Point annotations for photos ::
- - - -
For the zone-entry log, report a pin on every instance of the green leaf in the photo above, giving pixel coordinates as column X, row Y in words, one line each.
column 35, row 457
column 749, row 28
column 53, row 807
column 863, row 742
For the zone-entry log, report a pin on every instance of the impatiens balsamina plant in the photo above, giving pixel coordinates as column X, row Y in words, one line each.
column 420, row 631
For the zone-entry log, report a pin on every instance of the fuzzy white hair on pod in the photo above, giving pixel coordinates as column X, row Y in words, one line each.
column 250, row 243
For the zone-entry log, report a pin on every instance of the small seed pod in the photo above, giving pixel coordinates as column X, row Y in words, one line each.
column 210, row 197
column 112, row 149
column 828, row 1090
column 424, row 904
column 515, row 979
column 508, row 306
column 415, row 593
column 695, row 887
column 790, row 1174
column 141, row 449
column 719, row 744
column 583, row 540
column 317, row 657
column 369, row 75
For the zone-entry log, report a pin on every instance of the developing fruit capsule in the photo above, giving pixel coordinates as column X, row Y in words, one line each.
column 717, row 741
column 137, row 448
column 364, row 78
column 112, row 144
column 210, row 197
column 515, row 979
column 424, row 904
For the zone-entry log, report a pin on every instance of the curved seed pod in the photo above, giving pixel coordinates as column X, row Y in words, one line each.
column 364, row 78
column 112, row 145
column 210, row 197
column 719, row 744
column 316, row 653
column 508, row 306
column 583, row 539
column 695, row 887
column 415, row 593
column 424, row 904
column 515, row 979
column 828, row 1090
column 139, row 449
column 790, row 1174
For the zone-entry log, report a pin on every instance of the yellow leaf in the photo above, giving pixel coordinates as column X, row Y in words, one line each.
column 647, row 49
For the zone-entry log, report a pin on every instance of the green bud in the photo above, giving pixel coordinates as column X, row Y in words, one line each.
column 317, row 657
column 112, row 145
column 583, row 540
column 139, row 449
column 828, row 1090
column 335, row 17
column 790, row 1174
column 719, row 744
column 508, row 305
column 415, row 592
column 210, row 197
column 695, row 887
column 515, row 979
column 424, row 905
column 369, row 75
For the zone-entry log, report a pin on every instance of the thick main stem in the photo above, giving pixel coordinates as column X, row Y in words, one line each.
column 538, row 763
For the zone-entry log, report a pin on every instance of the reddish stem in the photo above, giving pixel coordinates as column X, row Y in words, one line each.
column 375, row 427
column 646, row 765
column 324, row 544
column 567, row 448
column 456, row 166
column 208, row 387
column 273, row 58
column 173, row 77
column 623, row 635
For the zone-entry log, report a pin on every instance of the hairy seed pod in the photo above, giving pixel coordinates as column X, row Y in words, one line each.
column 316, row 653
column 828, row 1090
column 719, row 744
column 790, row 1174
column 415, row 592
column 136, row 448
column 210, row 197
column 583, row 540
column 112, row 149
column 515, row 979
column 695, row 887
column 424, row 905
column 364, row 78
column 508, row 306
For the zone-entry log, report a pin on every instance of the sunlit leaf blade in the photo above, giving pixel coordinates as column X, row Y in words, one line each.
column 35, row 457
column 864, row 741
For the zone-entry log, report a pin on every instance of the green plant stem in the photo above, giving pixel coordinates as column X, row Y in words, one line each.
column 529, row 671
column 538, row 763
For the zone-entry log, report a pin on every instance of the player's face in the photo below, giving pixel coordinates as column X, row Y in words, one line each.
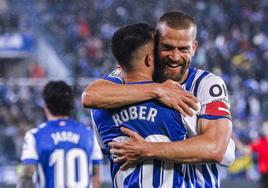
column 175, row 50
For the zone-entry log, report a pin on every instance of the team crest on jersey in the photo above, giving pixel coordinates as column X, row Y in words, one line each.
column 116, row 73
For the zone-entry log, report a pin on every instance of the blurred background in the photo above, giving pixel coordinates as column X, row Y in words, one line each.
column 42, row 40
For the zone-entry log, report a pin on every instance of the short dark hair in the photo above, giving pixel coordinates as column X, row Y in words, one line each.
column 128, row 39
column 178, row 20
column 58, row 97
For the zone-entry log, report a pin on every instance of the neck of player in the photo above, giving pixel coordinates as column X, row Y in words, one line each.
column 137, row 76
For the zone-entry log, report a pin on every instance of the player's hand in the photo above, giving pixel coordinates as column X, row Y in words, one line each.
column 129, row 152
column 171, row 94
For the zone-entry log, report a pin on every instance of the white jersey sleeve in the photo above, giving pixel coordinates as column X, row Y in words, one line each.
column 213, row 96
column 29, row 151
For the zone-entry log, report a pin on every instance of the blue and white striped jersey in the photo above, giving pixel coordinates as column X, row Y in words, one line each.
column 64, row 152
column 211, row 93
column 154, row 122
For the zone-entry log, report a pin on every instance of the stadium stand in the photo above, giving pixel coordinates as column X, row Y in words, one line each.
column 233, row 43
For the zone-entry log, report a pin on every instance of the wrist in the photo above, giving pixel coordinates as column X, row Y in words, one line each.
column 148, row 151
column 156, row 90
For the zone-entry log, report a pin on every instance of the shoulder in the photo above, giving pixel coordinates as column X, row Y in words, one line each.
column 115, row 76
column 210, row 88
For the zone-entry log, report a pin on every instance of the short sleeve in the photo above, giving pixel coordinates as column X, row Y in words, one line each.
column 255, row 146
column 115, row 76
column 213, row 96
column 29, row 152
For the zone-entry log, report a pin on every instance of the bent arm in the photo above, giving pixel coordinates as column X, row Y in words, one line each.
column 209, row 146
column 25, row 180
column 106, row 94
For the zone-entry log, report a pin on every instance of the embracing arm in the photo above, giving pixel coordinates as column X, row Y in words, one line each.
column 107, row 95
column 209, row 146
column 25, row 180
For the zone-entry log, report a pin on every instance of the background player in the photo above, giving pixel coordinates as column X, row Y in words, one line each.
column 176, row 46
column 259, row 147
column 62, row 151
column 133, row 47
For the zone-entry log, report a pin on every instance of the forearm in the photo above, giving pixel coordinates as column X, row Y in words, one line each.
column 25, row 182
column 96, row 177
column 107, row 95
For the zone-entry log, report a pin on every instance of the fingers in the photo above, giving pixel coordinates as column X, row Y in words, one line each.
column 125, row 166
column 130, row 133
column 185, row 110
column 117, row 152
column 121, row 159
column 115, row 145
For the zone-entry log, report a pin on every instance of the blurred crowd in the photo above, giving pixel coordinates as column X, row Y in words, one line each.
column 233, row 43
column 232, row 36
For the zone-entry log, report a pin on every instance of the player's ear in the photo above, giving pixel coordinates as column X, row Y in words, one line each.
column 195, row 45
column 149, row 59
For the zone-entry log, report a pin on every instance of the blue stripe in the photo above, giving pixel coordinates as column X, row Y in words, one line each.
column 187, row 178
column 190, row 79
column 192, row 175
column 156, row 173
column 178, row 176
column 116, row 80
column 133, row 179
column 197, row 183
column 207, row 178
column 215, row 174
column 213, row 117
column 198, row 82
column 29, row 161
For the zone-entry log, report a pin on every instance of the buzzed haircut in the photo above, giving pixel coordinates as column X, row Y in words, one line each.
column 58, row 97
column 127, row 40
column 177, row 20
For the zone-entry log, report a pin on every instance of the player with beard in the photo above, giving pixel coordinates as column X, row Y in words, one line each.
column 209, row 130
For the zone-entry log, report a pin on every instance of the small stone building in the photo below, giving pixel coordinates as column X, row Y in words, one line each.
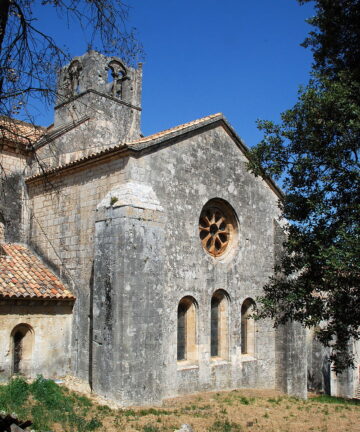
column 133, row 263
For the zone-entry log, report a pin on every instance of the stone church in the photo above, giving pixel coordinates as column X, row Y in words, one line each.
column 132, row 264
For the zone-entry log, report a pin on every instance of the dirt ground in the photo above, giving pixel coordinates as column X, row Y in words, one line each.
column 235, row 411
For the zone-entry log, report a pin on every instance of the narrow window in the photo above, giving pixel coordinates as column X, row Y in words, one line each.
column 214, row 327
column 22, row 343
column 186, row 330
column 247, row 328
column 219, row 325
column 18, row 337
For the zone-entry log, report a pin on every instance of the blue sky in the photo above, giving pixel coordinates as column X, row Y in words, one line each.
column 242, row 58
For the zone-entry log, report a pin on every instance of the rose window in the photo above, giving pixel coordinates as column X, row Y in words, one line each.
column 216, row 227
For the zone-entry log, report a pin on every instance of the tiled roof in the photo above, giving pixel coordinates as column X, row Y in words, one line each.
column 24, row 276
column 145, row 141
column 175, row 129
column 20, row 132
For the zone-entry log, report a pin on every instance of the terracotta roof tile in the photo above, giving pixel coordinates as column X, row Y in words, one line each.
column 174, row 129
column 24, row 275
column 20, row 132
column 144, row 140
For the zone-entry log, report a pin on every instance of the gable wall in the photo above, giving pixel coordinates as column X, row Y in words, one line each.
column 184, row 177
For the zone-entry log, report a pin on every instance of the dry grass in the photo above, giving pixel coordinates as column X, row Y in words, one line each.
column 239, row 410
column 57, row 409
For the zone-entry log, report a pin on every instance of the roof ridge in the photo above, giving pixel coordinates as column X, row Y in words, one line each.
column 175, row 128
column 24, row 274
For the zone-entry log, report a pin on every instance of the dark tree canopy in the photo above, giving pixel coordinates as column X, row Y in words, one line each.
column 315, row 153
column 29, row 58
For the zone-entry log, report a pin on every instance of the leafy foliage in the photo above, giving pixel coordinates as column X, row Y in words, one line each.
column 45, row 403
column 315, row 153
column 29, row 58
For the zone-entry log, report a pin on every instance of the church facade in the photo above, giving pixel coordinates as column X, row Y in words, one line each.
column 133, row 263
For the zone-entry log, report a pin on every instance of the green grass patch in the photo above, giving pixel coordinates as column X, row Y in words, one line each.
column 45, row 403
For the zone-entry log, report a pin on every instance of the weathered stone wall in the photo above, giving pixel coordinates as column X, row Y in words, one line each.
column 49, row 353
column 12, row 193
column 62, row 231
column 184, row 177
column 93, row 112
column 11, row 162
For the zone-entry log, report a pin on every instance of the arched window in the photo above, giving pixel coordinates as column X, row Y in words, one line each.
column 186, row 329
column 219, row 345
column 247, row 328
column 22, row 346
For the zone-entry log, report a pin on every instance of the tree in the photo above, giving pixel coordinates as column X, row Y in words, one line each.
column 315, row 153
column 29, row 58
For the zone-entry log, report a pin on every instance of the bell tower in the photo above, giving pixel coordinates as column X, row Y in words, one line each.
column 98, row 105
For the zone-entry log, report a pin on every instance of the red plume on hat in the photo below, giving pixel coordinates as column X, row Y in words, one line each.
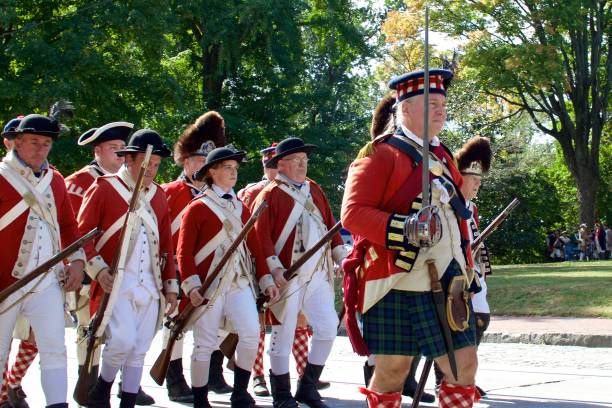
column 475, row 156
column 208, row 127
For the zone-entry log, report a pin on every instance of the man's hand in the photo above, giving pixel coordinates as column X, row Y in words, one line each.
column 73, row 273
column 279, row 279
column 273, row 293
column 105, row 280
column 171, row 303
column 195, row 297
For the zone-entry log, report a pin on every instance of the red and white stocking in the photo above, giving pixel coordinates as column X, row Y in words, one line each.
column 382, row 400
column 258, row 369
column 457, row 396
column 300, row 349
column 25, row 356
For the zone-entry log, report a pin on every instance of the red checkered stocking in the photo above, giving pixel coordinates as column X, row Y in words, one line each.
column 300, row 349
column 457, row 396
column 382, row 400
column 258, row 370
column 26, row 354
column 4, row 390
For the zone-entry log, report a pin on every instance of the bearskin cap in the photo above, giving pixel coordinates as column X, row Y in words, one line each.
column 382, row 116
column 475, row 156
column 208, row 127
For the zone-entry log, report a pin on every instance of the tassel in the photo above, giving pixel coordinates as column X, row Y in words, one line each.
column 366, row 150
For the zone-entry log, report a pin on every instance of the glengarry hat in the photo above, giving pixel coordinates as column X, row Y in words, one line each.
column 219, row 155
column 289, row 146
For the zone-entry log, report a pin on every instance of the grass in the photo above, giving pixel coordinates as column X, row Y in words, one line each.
- - - -
DIRECTION ::
Rewrite the lines between the one holding "the red and" and the one holding "column 25, row 356", inclusive, as a numbered list, leaving out any blank lines.

RESPONSE FOR THIS EXERCISE ::
1. For the zone-entry log, report a pin on every instance of the red and white stocking in the photo above, giving pixel coordinates as column X, row Y in words, one line each.
2. column 382, row 400
3. column 258, row 369
4. column 457, row 396
5. column 300, row 349
6. column 25, row 356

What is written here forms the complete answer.